* やること:
[1] ペンタサとアサコールの記事によると、両者の成分名は何ですか。
[2] ペンタサとアサコールの記事の「どちらも主成分はメサラジンですが一体何が違うのか勉強していきましょう。」から「ン(別名:5−アミノサリチル酸)」です。」までを、「勉強」を「学習」に変えて書き直してください。
[3] ペンタサとアサコールの記事を、最後の文の後から書き進めてください。

今回は潰瘍性大腸炎などに使われよく名前を聞くこともあるペンタサとアサコールについてです。
どちらも主成分はメサラジンですが一体何が違うのか勉強していきましょう。
この記事を読んでわかること
- ペンタサとアサコールとはなんたるや
- アサコールについて
- ペンタサについて
- ジェネリック時の区別の仕方
ペンタサとアサコール
ペンタサとアサコールはどちらも成分名は「メサラジン(別名:5−アミノサリチル酸)」です。
「潰瘍性大腸炎」や「クローン病」に用いられます。
メサラジンは「抗炎症作用」をもつ成分です。
潰瘍性大腸炎の治療には「サラゾスルファピリジン」という成分を用いることもありますが、副作用の出現率が多かったそうです。

* 提供データ:

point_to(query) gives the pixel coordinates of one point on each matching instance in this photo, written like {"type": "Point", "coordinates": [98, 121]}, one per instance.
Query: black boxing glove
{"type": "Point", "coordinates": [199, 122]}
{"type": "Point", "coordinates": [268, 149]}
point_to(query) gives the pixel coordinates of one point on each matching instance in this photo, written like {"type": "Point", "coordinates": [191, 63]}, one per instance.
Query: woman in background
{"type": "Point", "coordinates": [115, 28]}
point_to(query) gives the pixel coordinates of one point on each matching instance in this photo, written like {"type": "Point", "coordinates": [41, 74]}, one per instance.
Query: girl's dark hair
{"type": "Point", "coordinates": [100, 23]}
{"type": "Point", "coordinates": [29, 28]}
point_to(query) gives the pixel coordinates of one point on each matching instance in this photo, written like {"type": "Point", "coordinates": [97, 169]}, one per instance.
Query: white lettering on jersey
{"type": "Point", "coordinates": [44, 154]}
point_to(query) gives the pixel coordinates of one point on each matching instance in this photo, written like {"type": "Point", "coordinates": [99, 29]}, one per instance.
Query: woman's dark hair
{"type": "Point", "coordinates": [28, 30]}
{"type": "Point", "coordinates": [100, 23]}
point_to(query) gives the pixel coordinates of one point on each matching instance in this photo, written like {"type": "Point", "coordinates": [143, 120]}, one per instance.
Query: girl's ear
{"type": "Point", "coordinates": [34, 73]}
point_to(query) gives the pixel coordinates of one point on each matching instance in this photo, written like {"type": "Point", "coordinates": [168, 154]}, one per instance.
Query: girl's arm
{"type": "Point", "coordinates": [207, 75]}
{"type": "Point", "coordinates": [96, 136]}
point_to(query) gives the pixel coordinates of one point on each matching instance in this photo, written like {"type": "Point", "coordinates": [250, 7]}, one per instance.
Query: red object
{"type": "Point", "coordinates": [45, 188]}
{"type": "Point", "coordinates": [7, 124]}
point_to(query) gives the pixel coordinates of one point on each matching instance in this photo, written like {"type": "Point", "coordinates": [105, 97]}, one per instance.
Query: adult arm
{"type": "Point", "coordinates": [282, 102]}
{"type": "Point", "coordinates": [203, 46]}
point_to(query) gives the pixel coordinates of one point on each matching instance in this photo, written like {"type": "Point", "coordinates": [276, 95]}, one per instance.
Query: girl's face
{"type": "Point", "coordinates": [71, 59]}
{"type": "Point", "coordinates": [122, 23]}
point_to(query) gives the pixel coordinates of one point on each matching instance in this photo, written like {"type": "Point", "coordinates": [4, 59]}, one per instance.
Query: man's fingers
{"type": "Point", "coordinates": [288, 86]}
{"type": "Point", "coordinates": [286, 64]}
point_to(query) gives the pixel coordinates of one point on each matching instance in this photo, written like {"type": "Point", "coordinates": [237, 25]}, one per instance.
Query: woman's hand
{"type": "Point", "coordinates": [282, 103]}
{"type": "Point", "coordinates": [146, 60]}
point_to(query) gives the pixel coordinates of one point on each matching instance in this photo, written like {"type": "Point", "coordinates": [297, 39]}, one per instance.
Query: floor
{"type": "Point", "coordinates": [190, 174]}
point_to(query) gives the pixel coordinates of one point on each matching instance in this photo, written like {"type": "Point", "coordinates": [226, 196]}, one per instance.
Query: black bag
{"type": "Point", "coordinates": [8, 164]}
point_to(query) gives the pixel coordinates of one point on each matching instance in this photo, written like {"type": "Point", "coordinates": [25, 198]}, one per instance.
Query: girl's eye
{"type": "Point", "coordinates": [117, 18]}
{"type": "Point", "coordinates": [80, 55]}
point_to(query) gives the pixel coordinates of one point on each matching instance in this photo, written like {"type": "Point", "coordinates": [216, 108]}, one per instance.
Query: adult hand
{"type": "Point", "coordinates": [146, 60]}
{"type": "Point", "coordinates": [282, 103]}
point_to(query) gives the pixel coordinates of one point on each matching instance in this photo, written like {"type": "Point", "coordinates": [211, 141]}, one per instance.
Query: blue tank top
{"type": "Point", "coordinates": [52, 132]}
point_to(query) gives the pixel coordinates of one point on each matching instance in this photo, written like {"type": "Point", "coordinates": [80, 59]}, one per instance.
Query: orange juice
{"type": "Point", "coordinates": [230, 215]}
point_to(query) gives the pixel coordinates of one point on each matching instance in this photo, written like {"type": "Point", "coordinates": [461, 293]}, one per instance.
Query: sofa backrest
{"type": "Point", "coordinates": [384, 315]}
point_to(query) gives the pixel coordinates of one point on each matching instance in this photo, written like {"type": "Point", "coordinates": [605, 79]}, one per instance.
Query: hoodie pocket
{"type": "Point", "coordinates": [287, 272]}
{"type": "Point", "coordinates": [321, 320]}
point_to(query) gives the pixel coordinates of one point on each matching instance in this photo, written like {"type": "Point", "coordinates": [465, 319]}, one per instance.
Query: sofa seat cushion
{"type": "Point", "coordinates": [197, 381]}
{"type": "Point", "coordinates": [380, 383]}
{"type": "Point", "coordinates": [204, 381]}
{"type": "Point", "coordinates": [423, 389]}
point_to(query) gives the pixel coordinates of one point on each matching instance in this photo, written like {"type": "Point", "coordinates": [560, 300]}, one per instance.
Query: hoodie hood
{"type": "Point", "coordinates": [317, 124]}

* 解答:
[1] メサラジン(別名:5−アミノサリチル酸)です。

[2]
どちらも主成分はメサラジンですが一体何が違うのか学習していきましょう。
この記事を読んでわかること
- ペンタサとアサコールとはなんたるや
- アサコールについて
- ペンタサについて
- ジェネリック時の区別の仕方
ペンタサとアサコール
ペンタサとアサコールはどちらも成分名は「メサラジン(別名:5−アミノサリチル酸)」です。

[3]
そこで「サラゾスルファピリジン」を「5−アミノサリチル酸」と「スルファピリジン」に分け、「5−アミノサリチル酸」のみを取り出し製品化したそうです。(スルファピリジンによる副作用である薬物アレルギー、頭痛、吐き気等の軽減のため)
奥が深いねメサラジン、、、
アサコールについて
アサコールは製品化されているのは錠剤だけです。(400mg錠)
アサコールの適応と用法用量は以下の通りです。
・適応:潰瘍性大腸炎(重症を除く)
・用法用量:1日2400mgを分3 食後に経口投与(減量)
寛解期は必要に応じて1日1回2400mg
活動きは1日3600mg 分3 食後に経口投与(ただし8週間を超えて投与した場合の有効性及び安全性は未確立)
アサコールはいわゆる「腸溶性製剤」でpH が7以上になると溶けるように設計されています。
この設計によって胃の中では溶けないように作られています。
胃を通り過ぎてpH が7以上になる回腸〜大腸に到達するとコーティングが溶け始めて作用が現れます。
潰瘍性大腸炎において治療効果は大腸のメサラジン濃度と相関するようです。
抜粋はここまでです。